This is a different skill from hands-on execution. It requires you to:

  • Read objectives carefully instead of skimming
  • Eliminate familiar solutions when they don’t fit the scenario
  • Choose the simplest correct answer, not the most complete one
  • Resist the urge to overengineer or add unnecessary components

If your first attempt was primarily labs and videos, your second attempt should be primarily exam-style scenario practice with detailed explanations. That’s the pivot that actually moves the needle.

If you failed by a small margin and feel solid on fundamentals, two weeks of focused work is usually enough. This is the most common path for borderline failures.

Days 1–3: Analyze and Target

Start by really looking at your score report . Identify the 1–2 domains where you showed “needs improvement.” Those are your priority targets.

Map each weak domain to the scenario types it covers:

  • Identity: RBAC scope decisions, role assignments, least privilege trade-offs
  • Storage: Access tiers, redundancy options, cost vs. availability
  • Networking: VNet design, routing, DNS resolution, peering constraints
  • Compute: VM sizing, availability sets vs. zones, scale set configurations
  • Governance: Policy assignments, blueprints, management group hierarchy

Don’t try to relearn everything. Focus narrowly on the decision patterns that cost you points.

Days 4–10: Scenario Practice

This is the core of your retake prep. Spend these days doing exam-style scenario questions with detailed explanations.

For each question, don’t just check if you got it right. Read the explanation for every option—including the ones you didn’t choose. Understand why familiar solutions were wrong in that specific context.

Look for patterns:

  • When does the exam want simplicity over completeness?
  • Which constraints (cost, availability, management overhead) change the correct answer?
  • Where do you consistently overthink?

Aim for 30–50 targeted questions per day in your weak domains, with thorough review of explanations.

Days 11–14: Full Practice Exams

In the final days, shift to full-length practice exams under timed conditions. This rebuilds your pacing instincts and reduces exam-day anxiety.

After each practice exam, review your decision logic—not just right vs. wrong. Focus on questions where you hesitated, changed answers, or felt uncertain. Those are the moments where exam judgment matters most.

The 30-Day Plan (Safer, Lower Stress)

*Stored dataset items:*
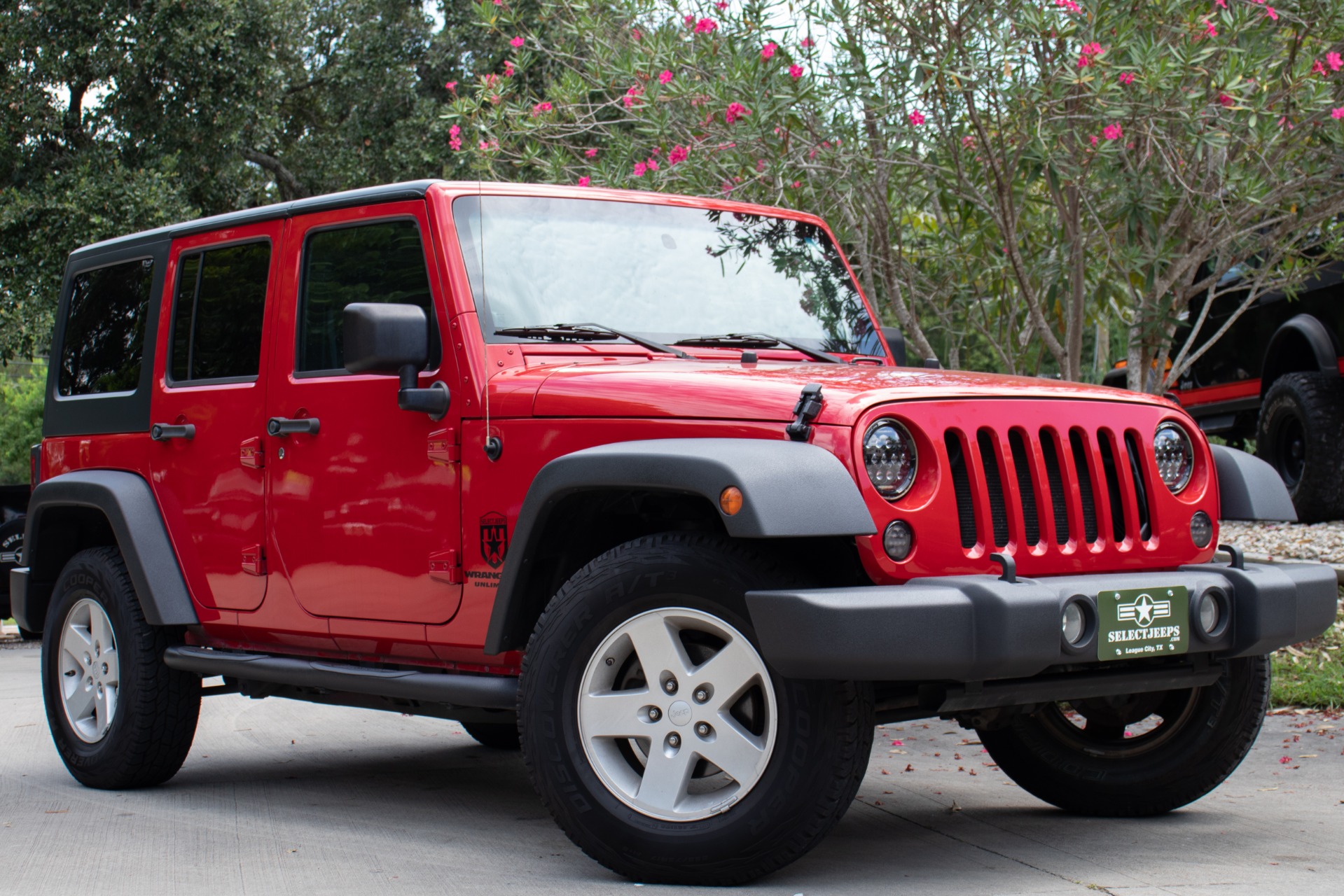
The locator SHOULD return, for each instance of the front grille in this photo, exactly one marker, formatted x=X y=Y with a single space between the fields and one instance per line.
x=1090 y=486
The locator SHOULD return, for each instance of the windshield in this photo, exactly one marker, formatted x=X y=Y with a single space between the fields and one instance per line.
x=658 y=270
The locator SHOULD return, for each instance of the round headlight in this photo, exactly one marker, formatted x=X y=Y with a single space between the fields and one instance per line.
x=1175 y=456
x=889 y=454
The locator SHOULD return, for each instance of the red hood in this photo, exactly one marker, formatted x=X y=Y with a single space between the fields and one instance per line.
x=675 y=388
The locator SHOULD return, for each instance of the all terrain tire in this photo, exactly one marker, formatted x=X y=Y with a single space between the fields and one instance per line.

*Requirements:*
1. List every line of the records that contains the string "marker", copying each one in full.
2. Write the next part of the text on exam retake preparation, starting right after its last line.

*Answers to the problems:*
1.
The locator SHOULD return, for each instance of the front grille in this photo, exactly one marker, formatted x=X y=Y with a single space between the fields and one instance per line.
The locator SHOULD return, for each instance of the windshield in this photo, exactly one marker, formatted x=X y=Y with a single space between the fields and one instance per line.
The locator SHOULD return, for each instance of the round headlight in this photo, exactly one marker, formatted x=X y=Y with a single space between the fields and one instance per line.
The locator SHOULD return, for each instance of the red hood in this photo, exactly one marker, formatted x=X y=Y with a single space between the fields and one instance per line.
The locator SHOULD return, for each instance of the all terrain tire in this photo, exactly one marker, formatted x=X y=Y with a single space between the fields and one instance per line.

2.
If you failed by a larger margin, feel shaky on fundamentals, or just want a calmer retake experience, 30 days is the safer choice. This is especially appropriate if work or life stress makes intensive study difficult.

Weeks 1–2: Domain-by-Domain Clarity

Spend the first two weeks making sure your foundational understanding is solid in each major domain. This doesn’t mean rewatching entire courses—it means identifying specific concepts where your mental model is fuzzy and clarifying them. Understanding common failure patterns can help you recognize what to focus on.

Use targeted questions and explanations to test and reinforce understanding. If you consistently miss questions about RBAC scope, that’s your signal to slow down and clarify scope inheritance before moving on.

Week 3: Scenario Repetition

With fundamentals clearer, spend week three on intensive scenario practice. Focus on trade-off reasoning: cost vs. availability, simplicity vs. feature richness, default behavior vs. custom configuration.

This is where exam judgment develops. You’re training yourself to recognize what the exam rewards—not just what Azure allows.

Week 4: Exam Simulation and Calm Review

In the final week, do 2–3 full practice exams under realistic conditions. Use the remaining days for light review—reinforcing patterns, not cramming new content. Go into the exam rested and confident, not exhausted.

What to Focus On (And What to Skip)

Time is limited between attempts. You have to prioritize ruthlessly.

Focus On:

  • RBAC decisions: Scope, built-in roles, least privilege reasoning
  • Networking intent: What the scenario needs, not what you’d build in production
  • Governance trade-offs: Policies, blueprints, management groups
  • Storage and compute constraints: Which option fits cost/availability requirements

Skip:

  • Edge-case configuration details you’ve never seen in practice questions
  • Deep CLI/PowerShell syntax memorization
  • Features announced after the exam blueprint was finalized
  • Anything that feels like trivia rather than decision logic

The exam rewards recognizing the simplest correct approach. It doesn’t reward knowing every possible way to solve a problem.

How Many Practice Questions Do You Actually Need?

There’s no magic number. Some candidates pass after reviewing 200 questions deeply. Others fail after rushing through 1,000. Quality matters way more than quantity.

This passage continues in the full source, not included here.